(Provided text Opens)
Blows My Mind
From sea to shining sea it simply blows my mind how little education and awareness there is in regards to Congenital Hypothyroidism. Late last night I was once again reminded of the fact that for those of us that have this disease there is nothing consistent with the treatment or knowledge being offered by the medical profession.
It's as though it is this phantom that no one seems to be able to get a hold on. Congenital Hypothyroidism is something that effects 1 in 4,000 births world wide so why is there so little consistency? Yes, there was no testing when I was born in the 60's but what has happened in the last 50 years?
Congenital Hypothyroidism does exist despite the fact that normally you don't see it when you look at a person with it. Just because you can't see it doesn't mean it's not there. Many people believe in some type of Higher Power so unless it's a tangible object you can't see it, but it's still there for you to believe in. Why aren't we believed as to the toll it takes on our everyday life?
I'm happy to say that I have finally developed enough confidence in the website I've taken forever to build to actually start to boost it. In my promotion of the website I woke this morning to another victim of CH sending me a message about her situation, she lives in Ireland. This woman has some of the same issues with her doctors there as I do here. To just be handing her a prescription for anti-depressants with no full screening, no idea about low vitamin D as a result of CH or anything else? Sad part is that is exactly how I crashed.
(Provided text Closes)
(Data for review Opens)
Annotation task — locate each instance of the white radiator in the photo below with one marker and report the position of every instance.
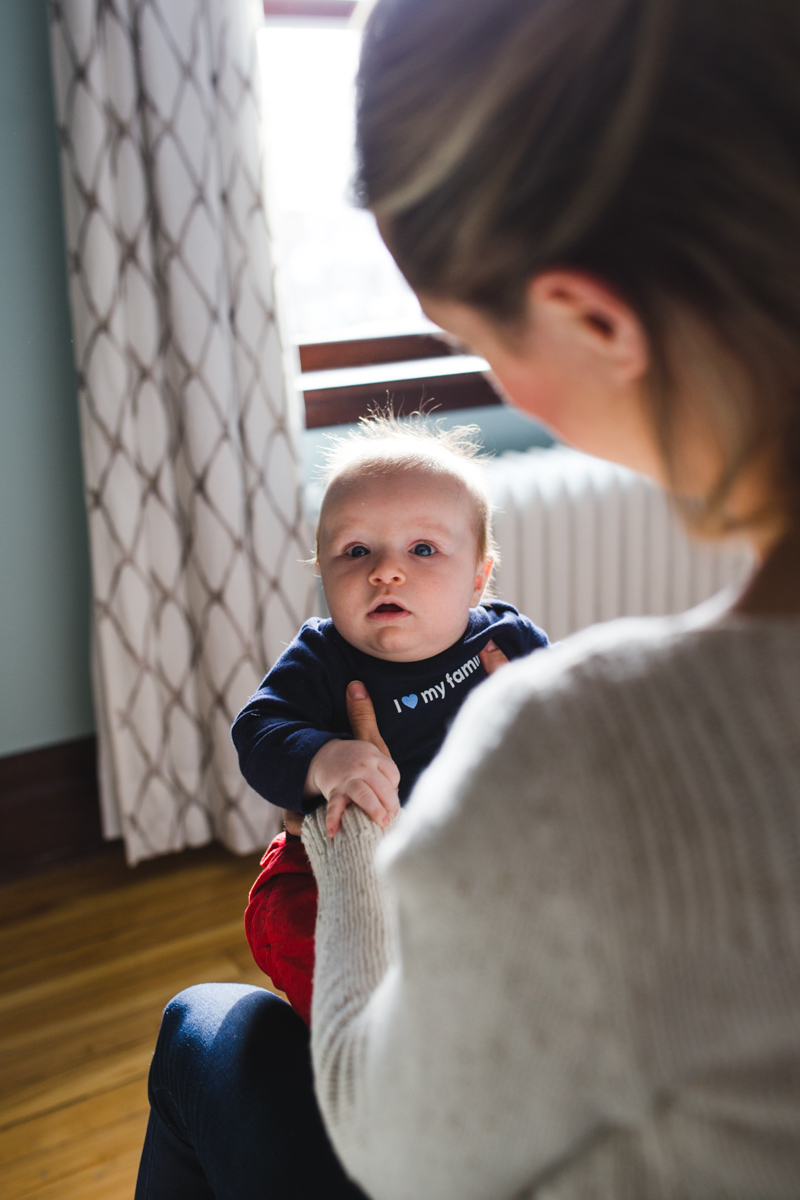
(583, 541)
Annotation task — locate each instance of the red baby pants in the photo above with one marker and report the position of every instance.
(281, 918)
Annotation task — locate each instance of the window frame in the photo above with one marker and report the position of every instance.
(332, 377)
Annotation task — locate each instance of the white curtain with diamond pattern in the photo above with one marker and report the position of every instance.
(190, 425)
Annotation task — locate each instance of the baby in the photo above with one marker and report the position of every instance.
(404, 551)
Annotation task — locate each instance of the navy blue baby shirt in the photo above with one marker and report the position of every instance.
(300, 705)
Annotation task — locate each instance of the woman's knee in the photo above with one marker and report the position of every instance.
(190, 1027)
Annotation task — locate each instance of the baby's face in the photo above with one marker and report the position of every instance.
(398, 561)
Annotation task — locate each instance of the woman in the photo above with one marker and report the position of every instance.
(601, 997)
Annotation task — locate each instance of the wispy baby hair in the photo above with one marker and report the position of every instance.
(383, 445)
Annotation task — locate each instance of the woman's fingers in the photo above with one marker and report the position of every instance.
(492, 658)
(361, 715)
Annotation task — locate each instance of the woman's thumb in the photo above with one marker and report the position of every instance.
(361, 715)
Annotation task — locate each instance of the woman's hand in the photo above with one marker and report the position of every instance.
(360, 772)
(492, 658)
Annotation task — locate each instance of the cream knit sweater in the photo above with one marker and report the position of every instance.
(573, 967)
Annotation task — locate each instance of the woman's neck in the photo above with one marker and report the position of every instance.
(775, 588)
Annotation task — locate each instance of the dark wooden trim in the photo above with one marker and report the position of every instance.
(359, 351)
(332, 10)
(49, 805)
(346, 405)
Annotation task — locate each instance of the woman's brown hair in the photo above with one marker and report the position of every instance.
(653, 143)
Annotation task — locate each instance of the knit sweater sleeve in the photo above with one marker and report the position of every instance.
(463, 1035)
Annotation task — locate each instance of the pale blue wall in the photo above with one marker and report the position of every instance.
(44, 691)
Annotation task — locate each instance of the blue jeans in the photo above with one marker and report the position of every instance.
(233, 1114)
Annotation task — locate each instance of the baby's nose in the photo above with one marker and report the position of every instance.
(386, 569)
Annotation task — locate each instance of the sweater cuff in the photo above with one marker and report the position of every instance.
(356, 841)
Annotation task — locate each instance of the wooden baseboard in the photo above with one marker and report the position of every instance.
(49, 807)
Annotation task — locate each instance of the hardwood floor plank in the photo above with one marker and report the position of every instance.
(89, 955)
(70, 1122)
(92, 1151)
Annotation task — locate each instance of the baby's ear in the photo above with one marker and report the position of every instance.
(482, 577)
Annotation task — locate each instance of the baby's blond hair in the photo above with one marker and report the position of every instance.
(383, 445)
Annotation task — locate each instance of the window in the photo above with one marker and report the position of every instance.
(361, 334)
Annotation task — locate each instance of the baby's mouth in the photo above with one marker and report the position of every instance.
(386, 611)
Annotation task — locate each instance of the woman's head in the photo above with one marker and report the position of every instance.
(653, 145)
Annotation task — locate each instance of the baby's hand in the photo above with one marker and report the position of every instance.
(354, 772)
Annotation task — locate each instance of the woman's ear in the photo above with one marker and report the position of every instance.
(482, 579)
(587, 317)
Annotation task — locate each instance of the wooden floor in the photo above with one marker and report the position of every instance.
(89, 955)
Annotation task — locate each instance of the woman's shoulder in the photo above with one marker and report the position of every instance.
(612, 717)
(701, 653)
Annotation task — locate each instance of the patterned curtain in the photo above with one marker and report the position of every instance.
(190, 425)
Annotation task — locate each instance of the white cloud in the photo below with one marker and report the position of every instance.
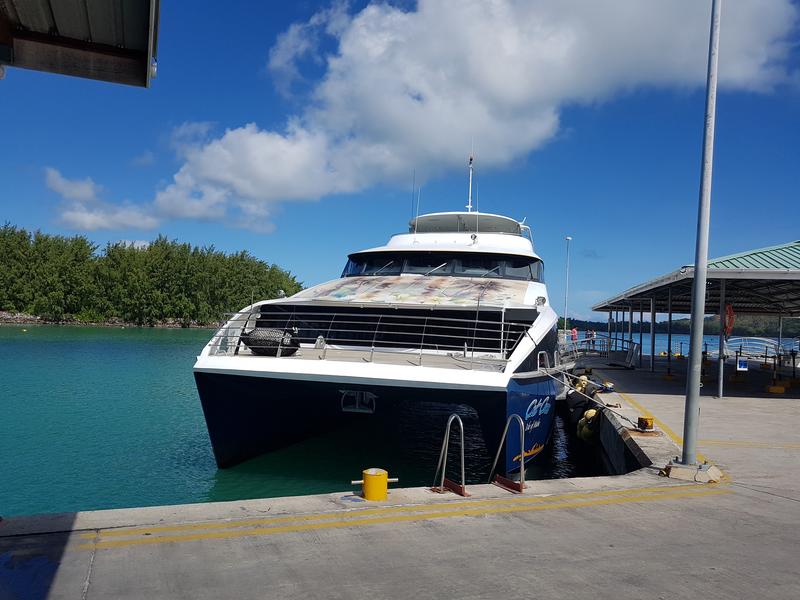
(189, 135)
(302, 41)
(82, 208)
(413, 89)
(79, 190)
(139, 244)
(145, 159)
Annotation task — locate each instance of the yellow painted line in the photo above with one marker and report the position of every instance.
(750, 444)
(358, 513)
(466, 512)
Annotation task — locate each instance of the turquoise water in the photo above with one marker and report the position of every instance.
(108, 417)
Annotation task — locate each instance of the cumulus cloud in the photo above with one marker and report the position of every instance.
(83, 209)
(145, 159)
(79, 190)
(413, 89)
(302, 41)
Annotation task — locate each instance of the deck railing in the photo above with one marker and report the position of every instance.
(476, 336)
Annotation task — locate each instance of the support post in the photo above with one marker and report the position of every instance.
(630, 323)
(652, 335)
(691, 415)
(669, 331)
(641, 329)
(720, 375)
(622, 329)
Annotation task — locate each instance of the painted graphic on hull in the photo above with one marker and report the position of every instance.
(533, 401)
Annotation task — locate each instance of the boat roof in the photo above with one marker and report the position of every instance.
(452, 222)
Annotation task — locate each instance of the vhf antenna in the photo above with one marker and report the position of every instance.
(469, 200)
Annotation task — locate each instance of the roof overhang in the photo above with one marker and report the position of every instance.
(749, 291)
(113, 40)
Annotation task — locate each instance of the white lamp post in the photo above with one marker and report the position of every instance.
(566, 290)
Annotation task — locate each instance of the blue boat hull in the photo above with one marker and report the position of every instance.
(248, 416)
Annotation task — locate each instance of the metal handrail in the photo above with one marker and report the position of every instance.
(377, 331)
(521, 449)
(443, 454)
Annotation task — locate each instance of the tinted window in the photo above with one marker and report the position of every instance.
(445, 263)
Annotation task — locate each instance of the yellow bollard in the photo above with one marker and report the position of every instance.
(375, 484)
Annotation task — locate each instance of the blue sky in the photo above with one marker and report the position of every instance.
(588, 124)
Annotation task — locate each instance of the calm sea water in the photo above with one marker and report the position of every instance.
(107, 417)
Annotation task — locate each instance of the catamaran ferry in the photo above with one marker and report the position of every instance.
(455, 311)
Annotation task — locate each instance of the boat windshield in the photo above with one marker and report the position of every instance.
(501, 266)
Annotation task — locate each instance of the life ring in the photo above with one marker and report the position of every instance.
(730, 319)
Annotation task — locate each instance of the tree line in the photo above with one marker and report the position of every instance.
(63, 278)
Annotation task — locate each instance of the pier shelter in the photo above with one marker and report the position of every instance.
(764, 281)
(112, 41)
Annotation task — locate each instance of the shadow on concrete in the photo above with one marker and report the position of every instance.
(31, 550)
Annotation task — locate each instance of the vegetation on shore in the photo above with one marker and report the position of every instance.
(745, 326)
(62, 278)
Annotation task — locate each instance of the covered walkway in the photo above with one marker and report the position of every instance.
(765, 281)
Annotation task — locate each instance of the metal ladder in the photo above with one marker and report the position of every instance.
(444, 483)
(509, 484)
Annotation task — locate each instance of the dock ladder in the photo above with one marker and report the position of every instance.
(444, 482)
(509, 484)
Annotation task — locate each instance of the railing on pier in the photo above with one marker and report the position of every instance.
(469, 337)
(573, 350)
(751, 347)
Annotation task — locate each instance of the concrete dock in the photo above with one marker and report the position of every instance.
(639, 535)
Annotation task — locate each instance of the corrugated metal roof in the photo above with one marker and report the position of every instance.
(109, 40)
(784, 256)
(761, 281)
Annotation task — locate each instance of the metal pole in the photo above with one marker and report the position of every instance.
(721, 338)
(566, 290)
(641, 330)
(630, 324)
(652, 335)
(622, 330)
(691, 415)
(669, 331)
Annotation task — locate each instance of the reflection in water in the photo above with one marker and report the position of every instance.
(399, 440)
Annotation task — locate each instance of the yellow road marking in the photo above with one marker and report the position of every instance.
(466, 512)
(358, 513)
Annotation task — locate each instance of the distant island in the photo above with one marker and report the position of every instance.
(745, 326)
(58, 279)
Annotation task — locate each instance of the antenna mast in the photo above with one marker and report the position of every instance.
(469, 200)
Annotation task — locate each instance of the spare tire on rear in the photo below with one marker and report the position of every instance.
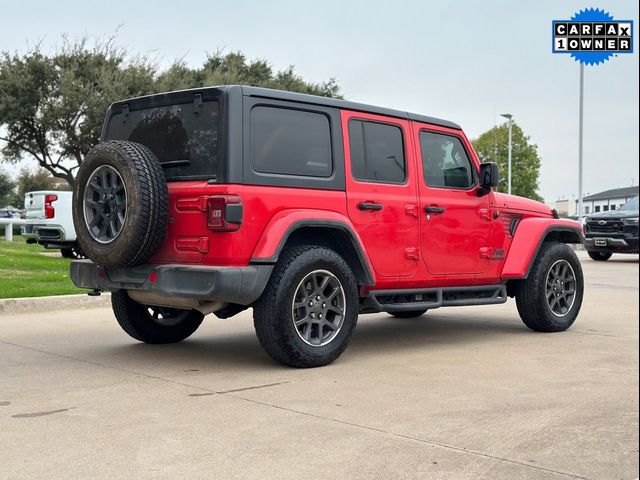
(120, 204)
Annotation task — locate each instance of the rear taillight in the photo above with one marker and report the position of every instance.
(224, 213)
(49, 211)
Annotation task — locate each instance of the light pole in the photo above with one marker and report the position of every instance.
(509, 117)
(580, 128)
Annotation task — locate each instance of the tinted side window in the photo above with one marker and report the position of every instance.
(290, 142)
(377, 152)
(445, 162)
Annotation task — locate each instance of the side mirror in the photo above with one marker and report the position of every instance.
(489, 177)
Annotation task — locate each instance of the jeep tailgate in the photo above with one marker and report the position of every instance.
(Data for review Closes)
Instructions for the task:
Please continue the congenital hypothyroidism post above, picking up after its last sentence.

Response below:
Handing us the wrong prescriptions or telling us it's just stress, age, depression or postpartum doesn't help us. It's amazing how the medical profession either doesn't care or just can't or won't take the time to listen and put the pieces of the puzzle together, Believe it or not we do have better things to do than either keep running to the doctors or feeling like crap. Oh, if only we could go potty we would be happier but seems to be a luxury we also have to fight the phantom for.
Yes, it"s too late for me to recuperate what I lost from such a late diagnosis so I will continue to fight. I fight for the basics meaning financially, someone to understand me and my illness enough to genuinely love me and to gain some confidence in myself. For the Grace of God I pray for the little ones and all the children to come into our world of modern science. I hope that if they have CH they won't have to dig into social media to get answers. I pray they will be medically taken care of and made aware by how loved they truly are.
Wow, that was a rant or maybe a plain ole ti-raid and I apologize. Maybe I'm still a bit angry, you think. Please feel free to drop me a note if this blog is in-appropriate.